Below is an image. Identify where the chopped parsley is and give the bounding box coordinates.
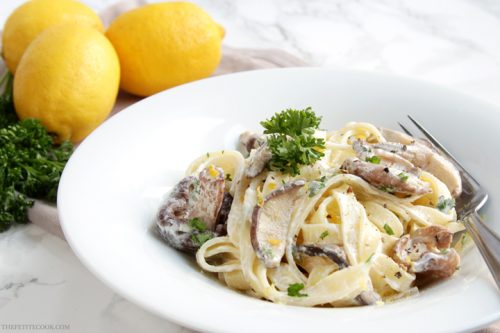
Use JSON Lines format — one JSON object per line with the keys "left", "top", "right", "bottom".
{"left": 188, "top": 217, "right": 207, "bottom": 232}
{"left": 436, "top": 196, "right": 455, "bottom": 214}
{"left": 383, "top": 224, "right": 395, "bottom": 235}
{"left": 287, "top": 283, "right": 308, "bottom": 297}
{"left": 261, "top": 108, "right": 325, "bottom": 176}
{"left": 398, "top": 172, "right": 409, "bottom": 182}
{"left": 225, "top": 173, "right": 233, "bottom": 181}
{"left": 189, "top": 178, "right": 201, "bottom": 200}
{"left": 260, "top": 246, "right": 274, "bottom": 259}
{"left": 365, "top": 155, "right": 381, "bottom": 164}
{"left": 189, "top": 218, "right": 213, "bottom": 246}
{"left": 191, "top": 232, "right": 212, "bottom": 246}
{"left": 365, "top": 253, "right": 375, "bottom": 263}
{"left": 360, "top": 144, "right": 371, "bottom": 153}
{"left": 308, "top": 176, "right": 327, "bottom": 197}
{"left": 319, "top": 230, "right": 329, "bottom": 240}
{"left": 378, "top": 185, "right": 395, "bottom": 193}
{"left": 460, "top": 233, "right": 468, "bottom": 248}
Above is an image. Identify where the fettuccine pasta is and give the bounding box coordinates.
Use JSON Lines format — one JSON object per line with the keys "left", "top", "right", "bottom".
{"left": 156, "top": 110, "right": 464, "bottom": 307}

WHAT THE TASK REQUIRES:
Look over the entries above. Copy every line that contains the word "image".

OUTPUT OF THE TASK:
Below is an image. Identify where the chopped parsley is and give the bounding box coordinates.
Above is an image. Identify where the fettuccine pasta is and give the bounding box coordinates.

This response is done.